## EXERCISE DIRECTIONS:
Could you output every entry below word for word, leaving out the pictures?

## MATERIAL FOR THIS EXERCISE:
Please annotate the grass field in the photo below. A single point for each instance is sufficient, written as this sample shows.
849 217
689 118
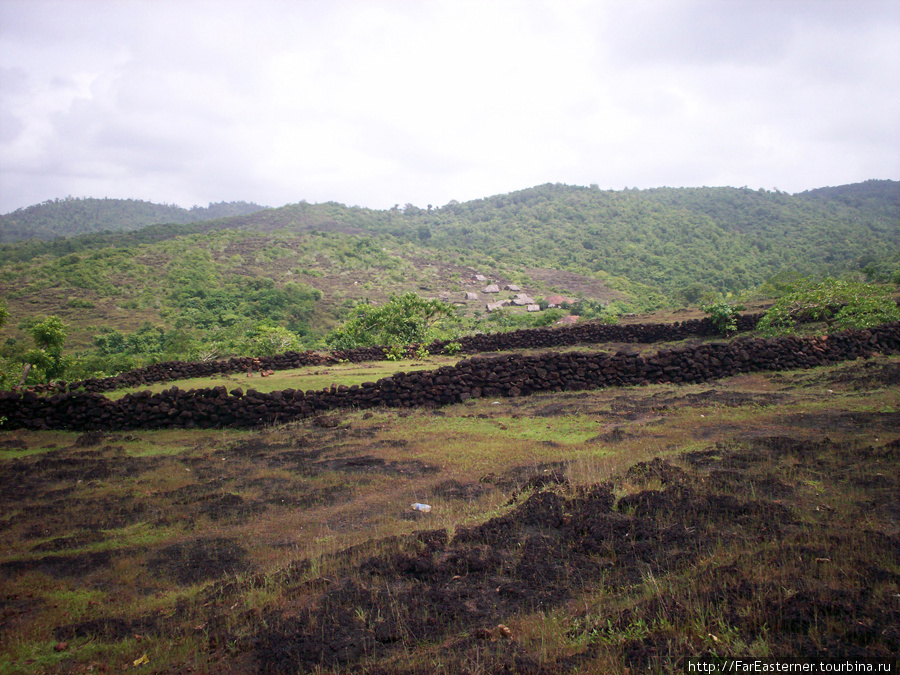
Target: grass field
608 531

## COMPLETE OUTPUT:
Please annotate the grass field in the photo below. A single point for each instance is sufficient, written as this sample shows.
849 217
689 118
Target: grass field
608 531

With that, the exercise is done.